-- WHAT YOU HAVE TO DO --
In the text about coaxing YouTube links out of language models, how many of the remembered video links worked?

[Opening TEXT PASSAGE section]

Okay, so it thought that I wanted some channels to watch. My bad I guess, since channel pages are also valid YouTube URLs, and they have a preview of their latest videos.

This time, I specifically asked it for some video links.

This is cheating, though - we are looking for how LLMs behave (and even if it can be argued that RAG capabilities are also just appendages on top of models, we should not compare apples to oranges here). In this spirit, I tried to get it to output something that it already remembered.

Okay, we get some interesting results. Four of the links work (the second-last one does not), and the titles of a couple of videos seem to have changed by the uploaders over time. This might give an idea of when these videos were scraped, or what the internet refers to them as (in the training dataset of course).

But can we still reverse-rickroll the LLM (in the sense of making it serve us a rickroll)? Back to the basics, I guess:

This result was kind of surprising for me, given that just before trying out the closed models, I was trying to ascertain whether this was worthy of a blog post by searching online if someone had already done this. It turned out that someone who was using GPT4 for the AI assistant his company made got reports that their customers were getting rickrolled. Surely OpenAI was going to take safety measures against this, right?

Well, they technically did (as can be seen through the amount of work we needed to do to coax out the link from the model), but as the paper linked earlier points out, unlearning is not an easy game. And LLMs need to be more interpretable if they are to comply with constraints that humans can reason about.

[Closing TEXT PASSAGE section]
[Opening DATA SECTION section]

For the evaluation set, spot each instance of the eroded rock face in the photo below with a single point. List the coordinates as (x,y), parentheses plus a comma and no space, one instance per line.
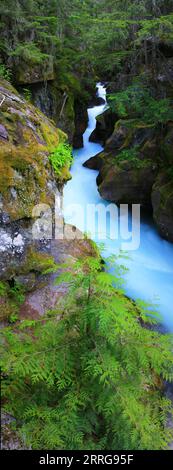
(104,127)
(127,185)
(162,202)
(27,138)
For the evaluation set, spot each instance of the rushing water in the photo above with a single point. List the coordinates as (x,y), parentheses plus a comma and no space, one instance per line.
(150,267)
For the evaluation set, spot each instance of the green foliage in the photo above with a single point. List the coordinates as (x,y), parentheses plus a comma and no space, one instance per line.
(5,72)
(27,94)
(92,379)
(137,101)
(61,157)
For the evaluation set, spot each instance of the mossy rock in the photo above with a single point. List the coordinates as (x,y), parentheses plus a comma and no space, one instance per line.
(162,202)
(27,137)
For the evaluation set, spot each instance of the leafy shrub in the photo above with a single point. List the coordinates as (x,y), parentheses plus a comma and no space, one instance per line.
(5,72)
(61,157)
(137,102)
(92,379)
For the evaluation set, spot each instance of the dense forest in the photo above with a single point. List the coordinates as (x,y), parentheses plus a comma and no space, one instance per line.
(89,370)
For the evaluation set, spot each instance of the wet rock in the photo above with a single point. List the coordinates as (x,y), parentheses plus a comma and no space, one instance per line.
(104,127)
(95,163)
(162,202)
(3,132)
(126,185)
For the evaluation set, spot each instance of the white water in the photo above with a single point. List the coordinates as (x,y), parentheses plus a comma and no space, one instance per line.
(150,275)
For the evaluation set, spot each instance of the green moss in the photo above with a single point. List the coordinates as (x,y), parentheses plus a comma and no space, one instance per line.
(38,262)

[Closing DATA SECTION section]

-- RESPONSE AREA --
Four of the links worked; the second-last one did not.